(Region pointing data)
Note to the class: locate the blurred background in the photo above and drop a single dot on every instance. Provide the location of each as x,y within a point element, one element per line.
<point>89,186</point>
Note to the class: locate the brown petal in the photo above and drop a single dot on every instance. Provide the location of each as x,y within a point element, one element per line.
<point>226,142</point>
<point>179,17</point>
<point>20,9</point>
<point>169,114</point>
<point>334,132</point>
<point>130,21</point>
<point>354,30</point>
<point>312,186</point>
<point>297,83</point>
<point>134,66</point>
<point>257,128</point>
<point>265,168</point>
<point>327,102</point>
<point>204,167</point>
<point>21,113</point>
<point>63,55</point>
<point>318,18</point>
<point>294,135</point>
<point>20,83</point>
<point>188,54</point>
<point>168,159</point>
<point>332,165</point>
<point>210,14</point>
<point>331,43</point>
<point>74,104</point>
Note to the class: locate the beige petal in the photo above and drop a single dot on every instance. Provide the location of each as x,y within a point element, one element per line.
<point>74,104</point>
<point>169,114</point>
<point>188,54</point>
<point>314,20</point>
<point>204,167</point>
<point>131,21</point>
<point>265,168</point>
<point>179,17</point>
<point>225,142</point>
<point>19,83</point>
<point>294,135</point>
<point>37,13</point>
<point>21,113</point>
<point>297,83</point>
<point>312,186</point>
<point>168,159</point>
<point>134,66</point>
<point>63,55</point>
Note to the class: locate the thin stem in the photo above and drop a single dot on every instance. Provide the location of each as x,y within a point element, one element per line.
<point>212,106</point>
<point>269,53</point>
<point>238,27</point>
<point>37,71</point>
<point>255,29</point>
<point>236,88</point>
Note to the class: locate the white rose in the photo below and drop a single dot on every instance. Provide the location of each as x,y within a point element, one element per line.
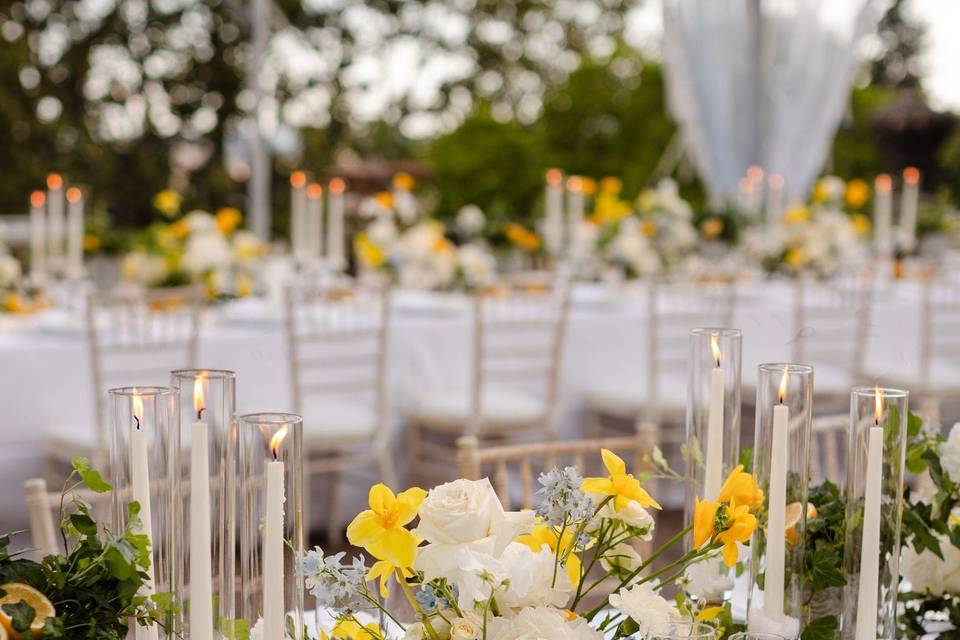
<point>645,606</point>
<point>950,454</point>
<point>541,622</point>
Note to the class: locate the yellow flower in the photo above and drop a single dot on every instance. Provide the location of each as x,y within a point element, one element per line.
<point>861,224</point>
<point>611,185</point>
<point>380,529</point>
<point>403,181</point>
<point>543,535</point>
<point>722,523</point>
<point>350,629</point>
<point>167,202</point>
<point>796,214</point>
<point>526,240</point>
<point>622,486</point>
<point>384,199</point>
<point>741,489</point>
<point>796,258</point>
<point>370,254</point>
<point>228,219</point>
<point>91,243</point>
<point>857,193</point>
<point>711,227</point>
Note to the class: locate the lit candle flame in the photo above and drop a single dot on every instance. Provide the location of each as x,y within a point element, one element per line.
<point>198,399</point>
<point>715,346</point>
<point>277,439</point>
<point>878,405</point>
<point>54,181</point>
<point>137,407</point>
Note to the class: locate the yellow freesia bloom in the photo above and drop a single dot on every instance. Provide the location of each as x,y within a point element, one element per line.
<point>543,535</point>
<point>724,523</point>
<point>380,530</point>
<point>228,219</point>
<point>349,629</point>
<point>620,484</point>
<point>856,194</point>
<point>741,489</point>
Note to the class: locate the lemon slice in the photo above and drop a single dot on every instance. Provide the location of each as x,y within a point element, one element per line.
<point>19,592</point>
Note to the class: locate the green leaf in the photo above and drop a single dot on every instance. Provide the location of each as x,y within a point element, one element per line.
<point>820,629</point>
<point>21,616</point>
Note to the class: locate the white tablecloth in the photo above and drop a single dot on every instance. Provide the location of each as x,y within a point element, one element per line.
<point>45,371</point>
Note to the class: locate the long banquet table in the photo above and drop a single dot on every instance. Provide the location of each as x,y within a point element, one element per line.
<point>45,375</point>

## Prompt
Word for word, retype all of the data above, but include no pictures.

## Final answer
Note to the class: locate the blurred background in the photo above and drop a single dot on every instance. Provide the location of each as x,y within a point element, one element per line.
<point>89,186</point>
Note to the class: locate the brown petal in the photo above and drop a single dot on every instance. Provide the location of each as x,y within a point element, one element per line.
<point>226,142</point>
<point>179,17</point>
<point>20,9</point>
<point>169,114</point>
<point>334,132</point>
<point>130,21</point>
<point>354,30</point>
<point>312,186</point>
<point>297,83</point>
<point>134,66</point>
<point>257,128</point>
<point>265,168</point>
<point>327,102</point>
<point>204,167</point>
<point>21,113</point>
<point>63,55</point>
<point>318,18</point>
<point>294,135</point>
<point>20,83</point>
<point>188,54</point>
<point>168,159</point>
<point>332,165</point>
<point>210,14</point>
<point>331,43</point>
<point>74,104</point>
Note to the class: locate the beige petal in the photo above and drop a single dot on every instance. Provide the location of each as x,y within a point element, one element per line.
<point>74,104</point>
<point>169,114</point>
<point>188,54</point>
<point>314,20</point>
<point>204,167</point>
<point>131,21</point>
<point>265,168</point>
<point>179,17</point>
<point>225,142</point>
<point>19,83</point>
<point>294,135</point>
<point>37,13</point>
<point>21,113</point>
<point>297,83</point>
<point>312,186</point>
<point>168,159</point>
<point>134,66</point>
<point>63,55</point>
Note to the class: locate the thin stem in the photo above and drop a single dot on every instance. Provide the location of each as x,y within a point element, one element per line.
<point>212,106</point>
<point>269,53</point>
<point>238,27</point>
<point>37,71</point>
<point>255,29</point>
<point>236,88</point>
Note to the class: locate the white rose in the photo below and drop a single dot on every instance. Provide the location of each as x,y within a point element, one element per line.
<point>645,606</point>
<point>950,454</point>
<point>541,622</point>
Note to the class: locate the yellow flower in the photo above and drop a single dot on every instance. Provide the location of each as x,y within a point element, one element per line.
<point>861,224</point>
<point>611,185</point>
<point>380,529</point>
<point>403,181</point>
<point>543,535</point>
<point>722,523</point>
<point>350,629</point>
<point>167,202</point>
<point>796,214</point>
<point>526,240</point>
<point>622,486</point>
<point>384,199</point>
<point>741,489</point>
<point>796,258</point>
<point>370,254</point>
<point>228,219</point>
<point>91,243</point>
<point>857,193</point>
<point>711,227</point>
Note to the class: locate the lit candle flame in the photo above and drop a single dot on every instance. Provide the location of each as x,y within a point element, one element per line.
<point>198,399</point>
<point>715,346</point>
<point>277,439</point>
<point>878,405</point>
<point>54,181</point>
<point>137,407</point>
Note to the class: locate the yellow freesia bloom in the photo above and drop a single dot on every instance. Provide the location of each as x,y within a point element, one element per line.
<point>543,535</point>
<point>724,523</point>
<point>380,530</point>
<point>228,219</point>
<point>349,629</point>
<point>620,484</point>
<point>856,194</point>
<point>741,489</point>
Note to the class: locate the lemon slice in the photo above and drop a single dot on every instance. Provide the location of each as x,y within a point element, one element per line.
<point>19,592</point>
Note to the class: locate the green leaf in the photo above and drop a single dot on every instance. Provide the location of each as x,y within a point element, one element per line.
<point>820,629</point>
<point>21,616</point>
Note to the class: locate the white tablecloth in the photo above and drop a single dot on every instance. Provide the location of each as x,y within a point element, one element per line.
<point>45,371</point>
Note to the class: locate the long banquet table in the photo above and drop a single dot on every instance. Provide the location of each as x,y within a point element, one element per line.
<point>45,375</point>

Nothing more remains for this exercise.